Extrait du document
Il y a 25 ans, Nelson Mandela portait un toast à la nation sud-africaine. Célébrant les 63% obtenus par son parti l’African National Congress (ANC) aux premières élections démocratiques et multiraciales du pays, Madiba promettait « une vie meilleure pour tous ». Un quart de siècle plus tard et à la veille des élections générales du 8 mai, les promesses de l’ANC sont pourtant loin d’avoir été tenues et une désillusion morose a succédé à l’euphorie populaire d’avril 1994 au sein de la nation sud-africaine.
55,5%, c’est le nombre de Sud-Africains qui vivent sous le seuil de pauvreté1 en 2015 selon un rapport de l’Agence nationale des statistiques sud-africaine. Le chiffre interroge la nature de la transition démocratique sud-africaine tant peu de choses semblent avoir changé depuis l’apartheid sur le plan économique pour la majorité de la population. 1% de la population blanche vit ainsi sous ce seuil de pauvreté, contre 64,2% de la population noire et 41,3% de la population coloured, groupe de population qui regroupe les descendants des premiers peuples colonisés en Afrique du Sud. De tels écarts de richesse laissent songeur : l’apartheid politique s’est transformé en un apartheid économique qui ne dit pas son nom et que l’ANC n’a pas réussi à abattre.

Extrait d'un jeu de données
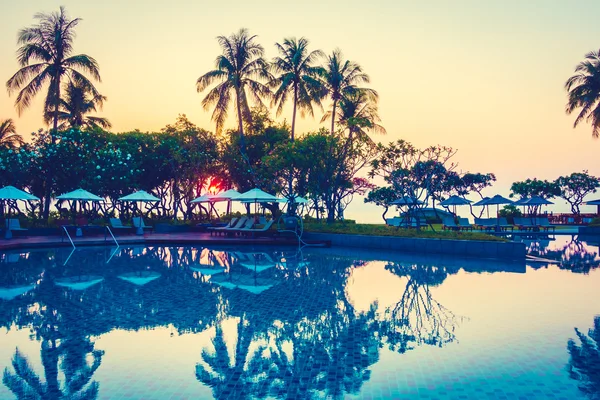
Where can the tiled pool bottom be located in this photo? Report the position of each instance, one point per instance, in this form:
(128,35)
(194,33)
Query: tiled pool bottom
(180,323)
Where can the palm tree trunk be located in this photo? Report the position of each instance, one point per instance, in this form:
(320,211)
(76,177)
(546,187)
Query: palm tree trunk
(333,116)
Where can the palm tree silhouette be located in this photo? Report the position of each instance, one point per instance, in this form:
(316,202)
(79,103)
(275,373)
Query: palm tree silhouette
(238,70)
(584,364)
(79,100)
(45,57)
(340,79)
(298,78)
(8,135)
(584,92)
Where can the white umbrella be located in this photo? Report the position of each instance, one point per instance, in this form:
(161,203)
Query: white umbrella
(9,293)
(143,197)
(140,278)
(81,282)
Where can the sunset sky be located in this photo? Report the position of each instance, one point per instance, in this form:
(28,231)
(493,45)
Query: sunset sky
(483,77)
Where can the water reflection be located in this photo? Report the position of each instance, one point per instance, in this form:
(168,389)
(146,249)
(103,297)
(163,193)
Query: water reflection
(584,362)
(276,323)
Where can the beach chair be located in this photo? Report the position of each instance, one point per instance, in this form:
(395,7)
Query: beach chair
(464,224)
(117,225)
(544,223)
(504,225)
(450,224)
(231,224)
(257,231)
(240,222)
(138,222)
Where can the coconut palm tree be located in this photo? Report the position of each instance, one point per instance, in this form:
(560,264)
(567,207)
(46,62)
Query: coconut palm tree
(341,78)
(78,101)
(238,71)
(8,134)
(584,92)
(298,77)
(45,57)
(358,113)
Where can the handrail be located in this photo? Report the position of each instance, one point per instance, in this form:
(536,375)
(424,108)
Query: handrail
(69,236)
(113,236)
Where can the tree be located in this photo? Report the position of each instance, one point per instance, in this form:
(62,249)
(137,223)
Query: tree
(298,77)
(584,92)
(340,79)
(78,101)
(575,187)
(238,70)
(45,58)
(358,114)
(9,138)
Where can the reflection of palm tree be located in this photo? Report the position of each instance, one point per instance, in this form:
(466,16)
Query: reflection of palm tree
(221,372)
(584,364)
(72,356)
(418,317)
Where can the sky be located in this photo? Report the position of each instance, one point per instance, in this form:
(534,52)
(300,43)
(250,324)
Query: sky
(486,78)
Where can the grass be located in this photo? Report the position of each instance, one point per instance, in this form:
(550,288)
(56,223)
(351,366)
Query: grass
(384,230)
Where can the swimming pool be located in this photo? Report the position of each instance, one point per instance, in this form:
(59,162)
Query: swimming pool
(241,323)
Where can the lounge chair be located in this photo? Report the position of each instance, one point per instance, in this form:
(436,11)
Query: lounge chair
(240,222)
(485,224)
(231,224)
(504,225)
(544,223)
(254,231)
(116,224)
(464,224)
(449,223)
(138,222)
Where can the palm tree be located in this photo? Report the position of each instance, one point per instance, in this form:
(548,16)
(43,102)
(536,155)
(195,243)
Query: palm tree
(8,134)
(79,100)
(340,79)
(45,58)
(298,77)
(584,92)
(358,113)
(238,70)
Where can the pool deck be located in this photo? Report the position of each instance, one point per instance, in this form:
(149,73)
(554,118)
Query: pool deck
(187,238)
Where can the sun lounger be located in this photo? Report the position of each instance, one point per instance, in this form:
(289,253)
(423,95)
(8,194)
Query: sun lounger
(138,222)
(255,231)
(464,224)
(449,223)
(240,222)
(544,223)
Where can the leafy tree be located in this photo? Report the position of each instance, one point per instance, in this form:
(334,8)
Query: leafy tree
(45,58)
(78,101)
(584,363)
(297,77)
(575,187)
(340,79)
(238,70)
(584,92)
(9,137)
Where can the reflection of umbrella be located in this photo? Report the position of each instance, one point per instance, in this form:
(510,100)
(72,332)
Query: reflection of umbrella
(143,197)
(140,278)
(80,282)
(9,293)
(455,201)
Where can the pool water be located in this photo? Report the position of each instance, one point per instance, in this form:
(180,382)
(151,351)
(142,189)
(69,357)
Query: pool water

Problèmes à résoudre
(a) Relevez tous les pourcentages mentionnés dans le texte sur l'Afrique du Sud.
(b) Relevez toutes les lignes qui contiennent la chaîne « trunk ». La casse compte.

Résultats attendus
(a) 63%, 55,5%, 1%, 64,2%, 41,3%

(b)
Where can the palm tree trunk be located in this photo? Report the position of each instance, one point per instance, in this form:
Query: palm tree trunk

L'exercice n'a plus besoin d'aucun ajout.